**Verilen metin**:
Kötü amaçlar için kullanılabilir

Tüm bu olumlu özelliklerin yanı sıra bilimde sıklıkla olduğu gibi önemli bir teknolojik gelişme kötü amaçlar için de kullanılabilir. Örneğin önemli bilgilerin yanlışlıkla kamuya açıklanması bu kötü amaçlardan biri olabilir. Ya da beyin dalgası analizinden elde edilen kanıtlara dayanan bir suçla suçlanan biri, tanığın yüzünü televizyondan ya da gazeteden tanıdığını ve böylece testin verdiği cevapları çarpıttığını iddia edebilir. Mahkemeler, bilimsel bulguların yorumlanması konusunda önemli tartışmaların olduğu durumlarda teknolojinin dahil olduğu kanıtları kabul etmekte isteksiz bir tavır sergiliyor. Ancak ABD'de yakın zamanda yapılan bir araştırma, son yıllarda bu tür “zihin okuma” teknolojisinin doğruluğunun arttığını gösteriyor.

Klasik yalan tespit yöntemlerinden oldukça farklı

Yanlış beyanları veya gizli bilgileri tespit etmek için büyük ölçüde değişen birçok yöntem var. Örneğin, geleneksel yalan tespit makineleri “eşinizi öldürdünüz mü?” gibi doğrudan sorulara karşılık değişen nabız, kan basıncı, göz bebeği büyümesi ve derideki ter tepkisi gibi fizyolojik tepkilerin ölçülmesine dayanıyor. Öte yandan fMRI yaklaşımı ise yalan söyleyince aktif olan beyin bölgeleri için beyin taramalarını kullanıyor. Ancak ABD'li araştırmacılar tarafından kullanılan teknolojiler, beyinde depolanan bilginin detaylarını ortaya çıkardığı için standart yalan tespit cihazlarından oldukça farklıdır. Örneğin bu tekniklerle çalınan bir değerli eşyanın nerede çalındığı ve hırsızlığı gerçekleştirmek için ne tür aletlerin kullanıldığı bilgisi saptanabilir. Ancak bu teknolojilerden birisinin bir suçla ilgili gizli bilgiyi ortaya çıkarabildiğini kabul etsek bile bu teknoloji hukuk sisteminde kullanılabilir miyiz?

**Gösterilen satırlar**:
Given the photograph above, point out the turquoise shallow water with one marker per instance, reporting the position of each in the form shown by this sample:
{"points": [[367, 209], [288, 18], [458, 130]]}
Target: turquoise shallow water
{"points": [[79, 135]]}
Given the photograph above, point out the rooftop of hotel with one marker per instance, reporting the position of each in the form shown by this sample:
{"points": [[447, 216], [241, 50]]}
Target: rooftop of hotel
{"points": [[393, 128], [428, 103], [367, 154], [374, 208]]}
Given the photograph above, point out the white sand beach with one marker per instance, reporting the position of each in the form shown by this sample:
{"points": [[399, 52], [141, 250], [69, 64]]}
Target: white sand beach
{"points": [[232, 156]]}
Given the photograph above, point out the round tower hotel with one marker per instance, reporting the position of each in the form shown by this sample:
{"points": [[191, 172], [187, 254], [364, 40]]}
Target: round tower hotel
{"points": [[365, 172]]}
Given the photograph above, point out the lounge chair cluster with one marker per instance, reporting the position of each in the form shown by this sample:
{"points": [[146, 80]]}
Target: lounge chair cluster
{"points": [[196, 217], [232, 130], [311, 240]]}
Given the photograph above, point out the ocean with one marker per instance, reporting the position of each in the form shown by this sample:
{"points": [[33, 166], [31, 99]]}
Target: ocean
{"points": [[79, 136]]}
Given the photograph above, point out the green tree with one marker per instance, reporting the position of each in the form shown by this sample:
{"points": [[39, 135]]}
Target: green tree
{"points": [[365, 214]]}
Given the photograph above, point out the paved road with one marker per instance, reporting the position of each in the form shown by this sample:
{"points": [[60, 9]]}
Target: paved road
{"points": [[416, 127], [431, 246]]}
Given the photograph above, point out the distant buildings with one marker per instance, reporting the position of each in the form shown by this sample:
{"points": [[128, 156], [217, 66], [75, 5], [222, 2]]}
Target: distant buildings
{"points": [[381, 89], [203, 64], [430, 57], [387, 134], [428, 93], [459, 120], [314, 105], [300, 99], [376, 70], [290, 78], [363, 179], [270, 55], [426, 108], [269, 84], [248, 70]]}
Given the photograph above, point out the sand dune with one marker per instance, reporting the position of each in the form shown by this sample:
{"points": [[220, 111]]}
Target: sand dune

**Alıştırma**: Verilen metinde "Kötü amaçlar için kullanılabilir" sözlerinden "doğruluğunun arttığını gösteriyor." sözlerine kadar olan kısmı hiçbir değişiklik yapmadan aynen yazın. Yalnızca verilen metne dayanın.

**Beklenen cevap**:
Kötü amaçlar için kullanılabilir

Tüm bu olumlu özelliklerin yanı sıra bilimde sıklıkla olduğu gibi önemli bir teknolojik gelişme kötü amaçlar için de kullanılabilir. Örneğin önemli bilgilerin yanlışlıkla kamuya açıklanması bu kötü amaçlardan biri olabilir. Ya da beyin dalgası analizinden elde edilen kanıtlara dayanan bir suçla suçlanan biri, tanığın yüzünü televizyondan ya da gazeteden tanıdığını ve böylece testin verdiği cevapları çarpıttığını iddia edebilir. Mahkemeler, bilimsel bulguların yorumlanması konusunda önemli tartışmaların olduğu durumlarda teknolojinin dahil olduğu kanıtları kabul etmekte isteksiz bir tavır sergiliyor. Ancak ABD'de yakın zamanda yapılan bir araştırma, son yıllarda bu tür “zihin okuma” teknolojisinin doğruluğunun arttığını gösteriyor.